**WORK TO COMPLETE:** Copy verbatim the part of the rows that starts with the line containing "Locate all occurrences of white wall panel." and continues to the end of the rows, including both ends.

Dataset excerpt
════
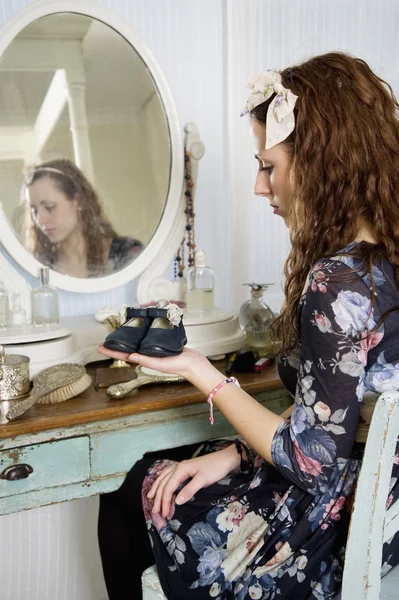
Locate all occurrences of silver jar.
[0,344,30,400]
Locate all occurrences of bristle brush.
[6,363,91,421]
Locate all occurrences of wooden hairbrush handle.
[6,388,48,421]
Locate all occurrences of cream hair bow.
[240,71,298,150]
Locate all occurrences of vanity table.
[0,361,292,515]
[0,0,262,514]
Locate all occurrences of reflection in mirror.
[0,13,171,278]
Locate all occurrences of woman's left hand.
[147,444,241,518]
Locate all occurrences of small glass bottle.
[238,283,274,357]
[9,294,26,327]
[186,250,215,313]
[0,281,9,327]
[32,267,59,325]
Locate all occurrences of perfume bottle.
[0,281,9,327]
[9,294,26,327]
[238,283,274,357]
[31,267,59,325]
[186,250,215,313]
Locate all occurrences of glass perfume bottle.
[9,294,26,327]
[238,283,274,357]
[32,267,59,325]
[186,250,214,313]
[0,281,9,327]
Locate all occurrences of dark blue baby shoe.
[138,302,187,358]
[104,306,152,354]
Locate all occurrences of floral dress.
[142,244,399,600]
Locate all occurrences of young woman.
[99,53,399,600]
[23,159,142,277]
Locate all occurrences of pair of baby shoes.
[104,301,187,357]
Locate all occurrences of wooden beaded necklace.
[174,150,195,279]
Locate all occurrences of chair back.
[341,391,399,600]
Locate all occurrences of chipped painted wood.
[341,391,399,600]
[0,389,291,515]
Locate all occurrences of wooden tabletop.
[0,360,283,439]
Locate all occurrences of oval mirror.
[0,9,183,292]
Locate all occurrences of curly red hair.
[251,52,399,351]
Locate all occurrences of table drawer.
[0,436,90,498]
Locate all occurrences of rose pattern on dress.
[143,251,399,600]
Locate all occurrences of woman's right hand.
[98,345,209,381]
[147,442,241,518]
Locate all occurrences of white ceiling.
[0,13,160,125]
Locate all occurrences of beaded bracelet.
[234,439,252,471]
[206,377,241,425]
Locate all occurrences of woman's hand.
[147,442,240,518]
[98,345,209,381]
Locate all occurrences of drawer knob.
[0,464,33,481]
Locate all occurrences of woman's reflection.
[24,159,142,277]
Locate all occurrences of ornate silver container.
[0,344,30,400]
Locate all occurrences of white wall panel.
[0,0,399,600]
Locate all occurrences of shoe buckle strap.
[148,304,183,327]
[122,306,148,321]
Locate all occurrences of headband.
[240,71,298,150]
[24,167,68,186]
════
**IN RESPONSE:**
Locate all occurrences of white wall panel.
[0,0,399,600]
Locate all occurrences of shoe buckle strap.
[148,304,183,327]
[122,306,148,321]
Locate all occurrences of headband.
[240,71,298,150]
[24,167,68,186]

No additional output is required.